Omit every picture and write out the rest of the records exactly.

* [Data listing]
----

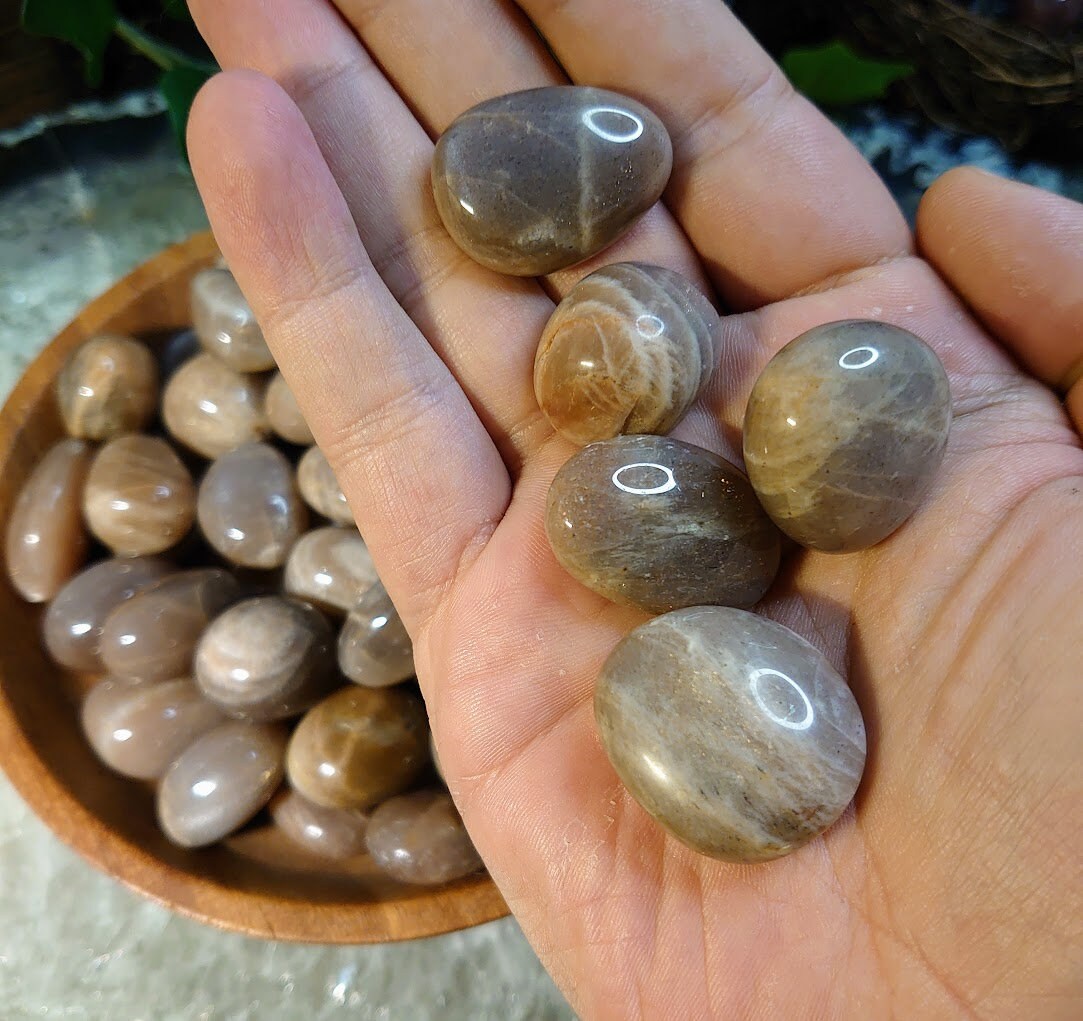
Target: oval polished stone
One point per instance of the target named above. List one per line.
(139, 497)
(224, 322)
(334, 834)
(321, 488)
(844, 432)
(139, 729)
(153, 636)
(220, 782)
(266, 658)
(46, 541)
(284, 415)
(359, 746)
(374, 649)
(108, 385)
(627, 351)
(656, 523)
(210, 408)
(732, 731)
(75, 620)
(536, 181)
(420, 838)
(248, 507)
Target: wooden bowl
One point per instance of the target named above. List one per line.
(255, 882)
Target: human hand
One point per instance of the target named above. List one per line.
(953, 886)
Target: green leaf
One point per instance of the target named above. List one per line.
(834, 75)
(179, 86)
(87, 24)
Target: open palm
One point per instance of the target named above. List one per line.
(953, 885)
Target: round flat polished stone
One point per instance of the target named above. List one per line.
(656, 523)
(220, 782)
(139, 729)
(210, 408)
(536, 181)
(46, 541)
(224, 323)
(732, 731)
(284, 415)
(139, 497)
(153, 636)
(627, 351)
(335, 834)
(844, 432)
(330, 567)
(420, 838)
(359, 746)
(374, 649)
(75, 620)
(248, 507)
(108, 385)
(266, 658)
(321, 489)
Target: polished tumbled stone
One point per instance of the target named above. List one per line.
(732, 731)
(420, 838)
(139, 729)
(627, 351)
(139, 496)
(266, 658)
(46, 541)
(656, 523)
(220, 782)
(153, 636)
(844, 432)
(536, 181)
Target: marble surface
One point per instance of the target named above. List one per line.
(79, 207)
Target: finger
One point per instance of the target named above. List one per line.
(484, 327)
(770, 193)
(378, 398)
(1015, 253)
(446, 55)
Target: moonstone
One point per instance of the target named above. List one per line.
(108, 385)
(46, 539)
(536, 181)
(330, 567)
(139, 497)
(248, 507)
(420, 838)
(266, 658)
(153, 636)
(844, 432)
(627, 351)
(656, 523)
(732, 731)
(224, 323)
(210, 408)
(220, 782)
(359, 746)
(75, 619)
(374, 648)
(139, 729)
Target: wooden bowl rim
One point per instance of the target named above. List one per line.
(427, 913)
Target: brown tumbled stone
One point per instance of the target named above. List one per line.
(536, 181)
(359, 746)
(420, 838)
(844, 432)
(627, 351)
(656, 523)
(153, 636)
(732, 731)
(46, 541)
(108, 385)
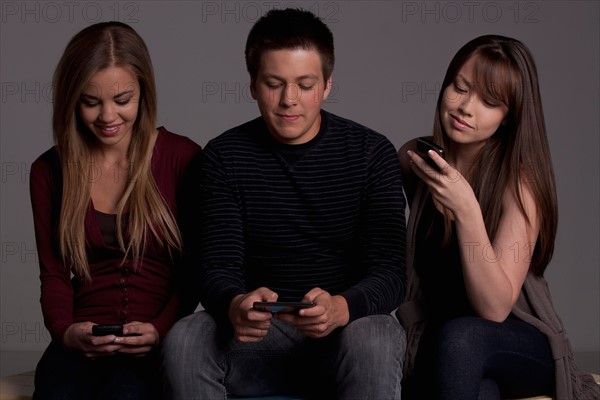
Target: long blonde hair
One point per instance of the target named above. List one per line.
(95, 48)
(505, 70)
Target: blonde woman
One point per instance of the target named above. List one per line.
(105, 206)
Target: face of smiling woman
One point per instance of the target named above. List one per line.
(109, 106)
(469, 118)
(290, 90)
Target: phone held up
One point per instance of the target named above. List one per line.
(282, 306)
(423, 146)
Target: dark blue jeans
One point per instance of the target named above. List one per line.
(360, 361)
(67, 375)
(472, 358)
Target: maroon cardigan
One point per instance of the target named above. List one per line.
(118, 293)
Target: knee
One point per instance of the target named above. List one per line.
(378, 336)
(463, 337)
(186, 336)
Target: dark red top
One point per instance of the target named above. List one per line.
(118, 293)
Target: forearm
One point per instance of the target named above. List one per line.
(488, 287)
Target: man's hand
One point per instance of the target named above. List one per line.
(319, 321)
(250, 325)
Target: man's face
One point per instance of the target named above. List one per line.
(290, 89)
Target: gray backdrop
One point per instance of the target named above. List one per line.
(391, 58)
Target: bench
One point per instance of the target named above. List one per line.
(20, 387)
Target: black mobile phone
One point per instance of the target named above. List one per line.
(103, 330)
(423, 146)
(282, 306)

----

* [Exercise response]
Target: oval polished stone
One point per instance of the target named above. List one per line.
(139, 497)
(224, 322)
(334, 834)
(321, 488)
(844, 432)
(139, 729)
(153, 636)
(220, 782)
(266, 658)
(46, 541)
(284, 415)
(359, 746)
(374, 649)
(108, 385)
(627, 351)
(656, 523)
(210, 408)
(732, 731)
(75, 620)
(536, 181)
(420, 838)
(248, 507)
Target: wooden bowl
One point per instance of the target named above. List one per line.
(255, 882)
Target: human hand
One point per instance of the target named above. List one per line.
(953, 886)
Target: green leaf
One point per instance of the target named above. List one per line.
(834, 75)
(179, 86)
(87, 24)
Target: open palm
One point per instance of the target named above. List one per line.
(953, 885)
Target: round flat polished stone
One point per instance of the target named above. List one per line.
(656, 523)
(220, 782)
(139, 729)
(210, 408)
(536, 181)
(46, 541)
(224, 323)
(732, 731)
(284, 415)
(139, 497)
(153, 636)
(627, 351)
(335, 834)
(844, 432)
(330, 567)
(420, 838)
(359, 746)
(374, 649)
(75, 620)
(248, 507)
(108, 385)
(266, 658)
(321, 489)
Target: polished tumbled stone
One point per instance of the target named above. List one per line.
(732, 731)
(420, 838)
(139, 729)
(627, 351)
(139, 496)
(266, 658)
(46, 541)
(656, 523)
(220, 782)
(153, 636)
(844, 432)
(536, 181)
Target: marble surface
One point per instance of the target named above. List one per line.
(79, 207)
Target: finger
One point per instance of the target named above. List one per line.
(484, 327)
(770, 193)
(378, 398)
(1015, 253)
(446, 55)
Target: moonstone
One point per instance of the target named above. List one per line.
(108, 385)
(46, 539)
(536, 181)
(330, 567)
(139, 497)
(248, 507)
(420, 838)
(266, 658)
(153, 636)
(844, 432)
(627, 351)
(656, 523)
(732, 731)
(224, 323)
(210, 408)
(220, 782)
(359, 746)
(75, 619)
(374, 648)
(139, 729)
Target: wooden bowl rim
One point per instance of the target named above. List one per line.
(427, 913)
Target: brown tumbled stone
One point per instance of the target named above. List one per line.
(536, 181)
(359, 746)
(420, 838)
(844, 432)
(627, 351)
(656, 523)
(153, 636)
(732, 731)
(46, 541)
(108, 385)
Target: long blonde hair
One point per instance of the target named above. List one per line.
(95, 48)
(505, 70)
Target: blonde woman
One point per instance of the target named above. List one per line.
(105, 206)
Target: face of smiling woman
One point per instance of the target named above. List one per line.
(109, 106)
(469, 118)
(290, 90)
Target: phone held up
One point per instance of the target named above. List one per line.
(282, 306)
(423, 146)
Target: dark blue jeans
One point per instance of the target named above. List one per line.
(360, 361)
(67, 375)
(472, 358)
Target: maroon cardigan
One point per instance of the target named above. List one per line.
(118, 293)
Target: knee
One point per instance of the target named above. List one per line.
(378, 336)
(463, 337)
(186, 336)
Target: dark red top
One point per instance of the target named above. List one per line.
(118, 293)
Target: forearm
One point per instance of the target named above. List one per line.
(488, 287)
Target: man's hand
One point per instance of the target named above. List one per line.
(319, 321)
(250, 325)
Target: man's face
One point per instance of the target named above. List one per line.
(290, 89)
Target: gray backdrop
One point per instance of the target named above. List one per line.
(391, 58)
Target: bench
One point per instance of the target named above. List one per line.
(20, 387)
Target: black mobile phone
One point per instance of the target named above. List one per line.
(103, 330)
(423, 146)
(282, 306)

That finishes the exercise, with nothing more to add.